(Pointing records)
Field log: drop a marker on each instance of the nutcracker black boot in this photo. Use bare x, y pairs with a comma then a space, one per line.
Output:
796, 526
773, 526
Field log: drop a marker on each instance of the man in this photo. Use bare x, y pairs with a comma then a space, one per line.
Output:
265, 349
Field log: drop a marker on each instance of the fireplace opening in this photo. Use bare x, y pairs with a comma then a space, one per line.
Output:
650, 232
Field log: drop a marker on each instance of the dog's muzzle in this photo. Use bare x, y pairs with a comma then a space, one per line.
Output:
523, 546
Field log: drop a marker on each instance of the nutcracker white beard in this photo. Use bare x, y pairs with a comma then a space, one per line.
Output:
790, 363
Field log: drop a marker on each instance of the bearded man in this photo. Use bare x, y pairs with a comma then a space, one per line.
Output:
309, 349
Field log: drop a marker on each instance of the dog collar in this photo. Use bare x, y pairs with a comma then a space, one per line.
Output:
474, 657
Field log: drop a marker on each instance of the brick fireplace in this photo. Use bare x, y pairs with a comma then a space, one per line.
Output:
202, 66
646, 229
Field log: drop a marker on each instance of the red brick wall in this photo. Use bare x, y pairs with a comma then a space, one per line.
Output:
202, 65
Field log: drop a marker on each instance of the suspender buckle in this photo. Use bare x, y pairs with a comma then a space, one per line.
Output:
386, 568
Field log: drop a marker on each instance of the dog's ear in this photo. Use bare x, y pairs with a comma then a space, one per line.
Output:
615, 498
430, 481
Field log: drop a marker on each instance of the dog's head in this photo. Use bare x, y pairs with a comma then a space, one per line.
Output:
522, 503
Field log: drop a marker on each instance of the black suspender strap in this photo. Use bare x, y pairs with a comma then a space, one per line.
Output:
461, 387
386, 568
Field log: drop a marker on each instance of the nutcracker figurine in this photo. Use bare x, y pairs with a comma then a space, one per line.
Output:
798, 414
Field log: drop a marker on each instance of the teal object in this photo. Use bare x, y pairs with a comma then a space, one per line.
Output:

* EXERCISE BRIEF *
Write out the complete set of records exactly as given.

* WRITTEN SOLUTION *
Field log: drop a marker on each instance of the nutcracker black boot in this photo. Use bare x, y pairs with a comma then a space, one per line.
Output:
796, 526
773, 526
Field log: drop a marker on each instance of the man in this photo. Use bare x, y pairs with a comma then a space, one per line.
Output:
265, 349
Field log: drop a marker on each instance of the fireplace opening in this photo. Use bare x, y pairs with a comma then a space, one per line.
Output:
650, 232
Field log: drop a marker on each instance of the dog's muzzle in this photo. Use bare x, y pairs with a comma then a space, one per line.
Output:
523, 546
Field log: drop a marker on each instance of the nutcracker white beard in this photo. Use bare x, y pairs with a comma then a space, one per line.
Output:
790, 363
Field log: drop a marker on each instance of the bearded man in this photo. Use bare x, y pairs with a comma then a space, one per line.
Output:
309, 349
Field log: drop a marker on each instance of the dog collar in this photo. Use bare x, y pairs with a comma then a space, one per line.
Output:
474, 657
Field log: drop a marker on each instance of the brick fireplace in this photo. Use bare x, y pairs with a comma then a space, one per line.
Output:
202, 66
646, 229
Field log: drop a marker on each instance of the red brick wall in this photo. Use bare x, y pairs with a comma then a space, one per line.
Output:
202, 65
Field log: drop a marker on each instance of the suspender buckle in this photo. Use bare x, y pairs with a comma then a space, one per line.
Output:
386, 568
Field log: drop a marker on each instance of the dog's ear in this photo. Use bare x, y pairs with a comma then a space, one per line.
Output:
615, 498
430, 481
Field log: drop a marker on each instance of the dog's head in this photo. Use bare x, y pairs with a comma then a space, one per line.
Output:
522, 503
Field log: drop a marker on each instance of the black suspender strap in this photo. Use bare x, y pairs with a comma then a space, one per line.
Output:
461, 387
386, 568
Field log: drop a marker on each instance of the nutcracker figurine in this photo. Use bare x, y pairs with a comma then a space, one per line.
Output:
798, 414
Field log: drop a marker on each instance of the teal object in this photo. Use bare x, y pairs with a comma then a space, one per line.
Output:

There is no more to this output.